----- Provided material -----
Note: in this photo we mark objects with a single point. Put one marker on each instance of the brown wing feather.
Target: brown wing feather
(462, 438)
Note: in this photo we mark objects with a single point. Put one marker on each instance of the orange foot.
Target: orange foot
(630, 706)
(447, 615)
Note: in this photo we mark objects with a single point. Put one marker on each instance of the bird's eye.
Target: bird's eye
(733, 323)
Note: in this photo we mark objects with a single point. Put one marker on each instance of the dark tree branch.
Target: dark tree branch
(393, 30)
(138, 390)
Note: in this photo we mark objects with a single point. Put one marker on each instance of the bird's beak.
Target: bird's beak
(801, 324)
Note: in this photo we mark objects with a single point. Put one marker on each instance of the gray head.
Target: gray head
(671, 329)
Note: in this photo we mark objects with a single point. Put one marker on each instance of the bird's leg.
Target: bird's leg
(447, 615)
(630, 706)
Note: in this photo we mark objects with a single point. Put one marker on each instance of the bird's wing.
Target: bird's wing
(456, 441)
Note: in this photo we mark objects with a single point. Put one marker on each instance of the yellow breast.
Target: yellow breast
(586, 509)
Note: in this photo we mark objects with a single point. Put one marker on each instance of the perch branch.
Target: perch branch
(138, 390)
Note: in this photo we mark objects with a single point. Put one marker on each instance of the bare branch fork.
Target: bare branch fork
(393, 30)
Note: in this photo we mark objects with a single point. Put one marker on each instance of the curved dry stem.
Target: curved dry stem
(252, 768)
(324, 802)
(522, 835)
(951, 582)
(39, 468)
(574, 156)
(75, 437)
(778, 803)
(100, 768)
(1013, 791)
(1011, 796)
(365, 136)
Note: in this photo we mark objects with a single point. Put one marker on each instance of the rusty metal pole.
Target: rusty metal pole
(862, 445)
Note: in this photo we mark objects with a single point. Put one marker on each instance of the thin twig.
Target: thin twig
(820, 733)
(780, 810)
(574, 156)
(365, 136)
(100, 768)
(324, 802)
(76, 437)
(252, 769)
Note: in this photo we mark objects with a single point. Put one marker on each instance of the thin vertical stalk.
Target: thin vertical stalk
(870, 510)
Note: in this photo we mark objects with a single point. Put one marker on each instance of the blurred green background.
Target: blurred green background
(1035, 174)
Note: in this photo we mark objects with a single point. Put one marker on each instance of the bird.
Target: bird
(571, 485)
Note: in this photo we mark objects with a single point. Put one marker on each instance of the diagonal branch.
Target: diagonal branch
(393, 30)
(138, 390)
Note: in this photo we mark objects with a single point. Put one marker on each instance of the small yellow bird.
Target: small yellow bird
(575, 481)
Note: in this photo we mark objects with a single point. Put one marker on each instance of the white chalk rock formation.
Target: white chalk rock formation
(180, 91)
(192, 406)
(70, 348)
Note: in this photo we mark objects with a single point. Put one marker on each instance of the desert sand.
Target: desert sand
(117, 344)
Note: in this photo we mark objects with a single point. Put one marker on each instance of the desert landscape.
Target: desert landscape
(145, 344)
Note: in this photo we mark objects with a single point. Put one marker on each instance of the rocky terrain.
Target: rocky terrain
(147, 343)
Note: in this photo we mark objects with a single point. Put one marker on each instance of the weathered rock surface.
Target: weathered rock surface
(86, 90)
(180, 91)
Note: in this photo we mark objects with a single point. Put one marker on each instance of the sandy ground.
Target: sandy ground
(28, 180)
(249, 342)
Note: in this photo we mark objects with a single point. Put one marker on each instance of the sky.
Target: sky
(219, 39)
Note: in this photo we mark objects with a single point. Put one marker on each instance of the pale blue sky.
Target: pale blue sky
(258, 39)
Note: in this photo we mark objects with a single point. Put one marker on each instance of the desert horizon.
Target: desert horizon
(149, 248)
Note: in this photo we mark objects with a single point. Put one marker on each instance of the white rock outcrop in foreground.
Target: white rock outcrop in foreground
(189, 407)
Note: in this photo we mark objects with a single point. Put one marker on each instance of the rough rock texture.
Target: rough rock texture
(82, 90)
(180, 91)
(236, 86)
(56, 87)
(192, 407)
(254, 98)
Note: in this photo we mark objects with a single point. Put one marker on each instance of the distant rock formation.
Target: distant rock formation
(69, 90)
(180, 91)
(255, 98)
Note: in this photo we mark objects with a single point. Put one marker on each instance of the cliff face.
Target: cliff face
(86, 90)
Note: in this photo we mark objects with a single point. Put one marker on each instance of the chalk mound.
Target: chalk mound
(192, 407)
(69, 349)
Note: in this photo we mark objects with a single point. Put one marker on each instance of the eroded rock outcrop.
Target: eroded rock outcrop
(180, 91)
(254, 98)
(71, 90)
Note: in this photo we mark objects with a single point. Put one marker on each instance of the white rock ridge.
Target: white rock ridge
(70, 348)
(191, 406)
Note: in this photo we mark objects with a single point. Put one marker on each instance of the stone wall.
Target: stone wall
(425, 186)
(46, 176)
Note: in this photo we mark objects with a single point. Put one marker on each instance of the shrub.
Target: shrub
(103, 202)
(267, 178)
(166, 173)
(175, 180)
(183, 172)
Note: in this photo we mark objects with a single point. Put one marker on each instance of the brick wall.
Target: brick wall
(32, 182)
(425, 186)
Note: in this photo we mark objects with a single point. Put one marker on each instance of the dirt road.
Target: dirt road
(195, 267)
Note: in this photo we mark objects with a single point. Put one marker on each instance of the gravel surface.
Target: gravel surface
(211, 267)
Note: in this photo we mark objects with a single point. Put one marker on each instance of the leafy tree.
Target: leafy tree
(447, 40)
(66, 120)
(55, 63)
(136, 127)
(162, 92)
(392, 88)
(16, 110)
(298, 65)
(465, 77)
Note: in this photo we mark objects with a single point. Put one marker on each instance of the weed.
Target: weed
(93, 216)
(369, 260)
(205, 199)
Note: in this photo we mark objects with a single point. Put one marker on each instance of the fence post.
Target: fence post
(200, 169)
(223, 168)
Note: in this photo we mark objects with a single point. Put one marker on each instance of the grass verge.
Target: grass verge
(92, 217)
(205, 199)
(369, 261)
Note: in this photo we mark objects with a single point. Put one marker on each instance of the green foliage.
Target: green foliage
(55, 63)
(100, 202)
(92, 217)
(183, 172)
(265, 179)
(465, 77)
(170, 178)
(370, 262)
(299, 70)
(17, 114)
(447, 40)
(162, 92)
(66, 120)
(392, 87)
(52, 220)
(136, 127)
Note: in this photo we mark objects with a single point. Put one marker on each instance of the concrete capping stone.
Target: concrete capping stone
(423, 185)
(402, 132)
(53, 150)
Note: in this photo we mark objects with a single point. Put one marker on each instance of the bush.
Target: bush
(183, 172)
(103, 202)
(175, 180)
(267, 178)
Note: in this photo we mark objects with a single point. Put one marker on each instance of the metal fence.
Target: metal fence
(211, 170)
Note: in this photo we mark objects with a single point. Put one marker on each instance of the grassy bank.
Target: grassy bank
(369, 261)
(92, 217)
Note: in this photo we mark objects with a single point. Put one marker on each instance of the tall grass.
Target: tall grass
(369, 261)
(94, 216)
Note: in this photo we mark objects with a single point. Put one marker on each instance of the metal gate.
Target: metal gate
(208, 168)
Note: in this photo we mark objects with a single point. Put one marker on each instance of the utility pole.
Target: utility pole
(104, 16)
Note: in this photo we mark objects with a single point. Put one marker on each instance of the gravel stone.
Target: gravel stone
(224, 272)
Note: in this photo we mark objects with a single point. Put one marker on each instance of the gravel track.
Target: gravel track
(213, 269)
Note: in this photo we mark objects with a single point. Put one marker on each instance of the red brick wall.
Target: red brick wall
-----
Instructions to follow: Please copy out each record, character for character.

Your solution:
Note: in this photo we mark objects with a single point. Put one marker on each instance of the brown wing feather.
Target: brown wing feather
(462, 438)
Note: in this photo we mark objects with a single point. Put one marker on each instance of the orange foot.
Target: orange foot
(630, 706)
(447, 615)
Note: in this photo we mark objects with a single point. Put one marker on each instance of the bird's eye.
Target: bird's eye
(733, 323)
Note: in this photo we mark objects with a single point. Put one marker on each instance of the dark tree branch.
Target: dark tree branch
(393, 30)
(138, 390)
Note: in this photo we mark objects with a single point. Put one marker on each instance of the bird's beak.
Target: bird's beak
(801, 324)
Note: in this photo we mark objects with a single point. Put one marker on each instance of the gray head.
Target: gray head
(671, 329)
Note: in this photo we mark objects with a single point. Put one marker on each instance of the bird's leg.
Target: bird's leg
(447, 615)
(630, 706)
Note: in this photo we mark objects with a single point. Put one marker on each instance of the bird's wing.
Target: bird's wing
(456, 441)
Note: in this photo we mark objects with a single point. Put one marker on each instance of the yellow breast.
Target: yellow breast
(586, 509)
Note: in this photo we mark objects with a single point. Put one marker on each instance of the perch branch.
Target: perch branch
(138, 390)
Note: in this photo we mark objects with a single point. Put one marker on each instance of the bare branch fork.
Target: bare branch fork
(393, 30)
Note: in this photo we mark objects with a single point. Put one marker on each instance of the curved dry stem.
Target: curved dry stem
(252, 768)
(324, 802)
(522, 835)
(951, 582)
(39, 468)
(574, 156)
(75, 437)
(778, 803)
(100, 768)
(1013, 791)
(1011, 796)
(365, 136)
Note: in this photo we mark objects with a single point. Put one marker on each instance of the rusty metal pole.
Target: rusty metal pole
(862, 445)
Note: in this photo we mark objects with a single point. Put one marker on each instance of the thin twig.
Target: thin twig
(820, 733)
(780, 810)
(574, 156)
(365, 136)
(100, 768)
(324, 802)
(76, 437)
(252, 769)
Note: in this photo we mark objects with a single point. Put one marker on each instance of the thin vertical stalk.
Target: thin vertical stalk
(870, 510)
Note: in this photo we mark objects with a single point. Put one marker on each instance of the blurred green background.
Target: blurred green background
(1035, 174)
Note: in this photo we mark objects with a single point. Put one marker on each instance of the bird.
Target: bird
(571, 485)
Note: in this photo we mark objects with a single point. Put one marker on each instance of the diagonal branch.
Target: diagonal branch
(393, 30)
(138, 390)
Note: in this photo we mark objects with a single point. Put one marker on each instance of the small yellow bird.
Target: small yellow bird
(575, 481)
Note: in this photo we mark objects with a single point. Put one marker on each instance of the white chalk rock formation.
Target: white chalk rock formation
(180, 91)
(192, 406)
(70, 348)
Note: in this photo we mark objects with a single point. Put one marker on each instance of the desert sand.
Target: desert sand
(117, 344)
Note: in this photo we mark objects with a single point. Put one marker on each instance of the desert landscape.
Target: desert landscape
(145, 344)
Note: in this photo we mark objects with a single point. Put one marker on each instance of the rocky terrain.
Target: rocky terrain
(147, 343)
Note: in this photo we mark objects with a single point. Put one marker on each instance of the weathered rock surface.
Target: weathered rock surface
(86, 90)
(180, 91)
Note: in this photo we mark objects with a single point. Put one marker on each instance of the sandy ground.
Target: sandy ground
(28, 180)
(249, 342)
Note: in this photo we mark objects with a single point. Put one marker on each instance of the sky.
Target: sky
(219, 39)
Note: in this photo we mark objects with a single point. Put one marker on each instance of the pale blue sky.
Target: pale blue sky
(258, 39)
Note: in this photo we mark objects with a single point. Put one marker on each instance of the desert horizon.
Target: desert horizon
(149, 248)
Note: in this photo we mark objects with a single point. Put one marker on each instance of the white rock outcrop in foreground.
Target: white rock outcrop in foreground
(189, 407)
Note: in this photo we mark objects with a single point. Put one marker on each instance of the rough rock texture.
Target: rough rock texture
(82, 90)
(180, 91)
(236, 86)
(56, 87)
(192, 407)
(254, 98)
Note: in this photo we mark objects with a single point. Put one marker on each instance of the distant rock formation.
Target: distant rock formation
(69, 90)
(180, 91)
(255, 98)
Note: in this photo we mark objects with a single point. Put one marker on each instance of the cliff face.
Target: cliff face
(86, 90)
Note: in this photo we mark objects with a single point. Put one marker on each instance of the chalk mound.
Target: chalk mound
(192, 407)
(69, 349)
Note: in this photo we mark objects with a single point. Put one marker on each instance of the eroded rock outcrop.
Target: eroded rock outcrop
(180, 91)
(254, 98)
(71, 90)
Note: in this photo we mark objects with a single point. Put one marker on each instance of the white rock ridge.
Target: white rock ridge
(70, 348)
(191, 406)
Note: in this photo we mark objects with a single point. Put one marker on each instance of the stone wall.
Target: stone wall
(425, 186)
(46, 176)
Note: in this photo we mark objects with a single point. Put one marker on each instance of the shrub.
Target: shrub
(103, 202)
(267, 178)
(166, 173)
(175, 180)
(183, 172)
Note: in this photo we mark objects with a single point. Put one marker on each instance of the brick wall.
Target: brick wall
(32, 182)
(425, 186)
Note: in this photo we mark objects with a single point. Put one marker on each instance of the dirt road.
Target: dirt road
(195, 267)
Note: in this photo we mark objects with a single point. Put one marker on each instance of the gravel surface.
Target: gravel surface
(211, 267)
Note: in this photo we mark objects with a single point. Put one marker on each instance of the leafy tree.
Target: leafy tree
(447, 40)
(66, 120)
(55, 63)
(136, 127)
(162, 92)
(392, 88)
(16, 110)
(298, 65)
(465, 77)
Note: in this photo we mark objects with a single point. Put one marker on each instance of the weed.
Target: weed
(93, 216)
(369, 260)
(205, 199)
Note: in this photo we mark objects with a single point. Put one marker on each instance of the fence post.
Target: fence post
(200, 169)
(223, 168)
Note: in this photo we mark objects with a single point. Put one marker on each instance of the grass verge.
Target: grass verge
(92, 217)
(205, 199)
(369, 261)
Note: in this photo we mark objects with a single point. Put one marker on each instance of the green foliage.
Target: green foliage
(55, 63)
(100, 202)
(92, 217)
(183, 172)
(265, 179)
(465, 77)
(170, 178)
(370, 262)
(299, 70)
(17, 114)
(447, 40)
(162, 92)
(66, 120)
(392, 87)
(52, 220)
(136, 127)
Note: in this photo we mark objects with a single point. Put one marker on each instance of the concrete capping stone.
Target: concrete capping stone
(423, 185)
(402, 132)
(53, 150)
Note: in this photo we mark objects with a single point. Put one marker on each instance of the bush.
Target: bush
(183, 172)
(103, 202)
(175, 180)
(267, 178)
Note: in this photo we mark objects with a single point. Put one marker on each instance of the metal fence.
Target: metal fence
(211, 170)
Note: in this photo we mark objects with a single point. Put one marker on each instance of the grassy bank.
Target: grassy bank
(369, 261)
(92, 217)
Note: in this photo we mark objects with a single point. Put one marker on each instance of the tall grass.
Target: tall grass
(369, 261)
(94, 216)
Note: in this photo we mark objects with a single point. Put one marker on each instance of the metal gate.
Target: metal gate
(208, 168)
Note: in this photo we mark objects with a single point. Put one marker on each instance of the utility pole.
Target: utility pole
(104, 16)
Note: in this photo we mark objects with a single point. Put one marker on each instance of the gravel stone.
Target: gravel stone
(224, 272)
Note: in this photo we mark objects with a single point. Put one marker on each instance of the gravel track.
Target: gravel track
(213, 269)
Note: in this photo we mark objects with a single point. Put one marker on each instance of the red brick wall.
Target: red brick wall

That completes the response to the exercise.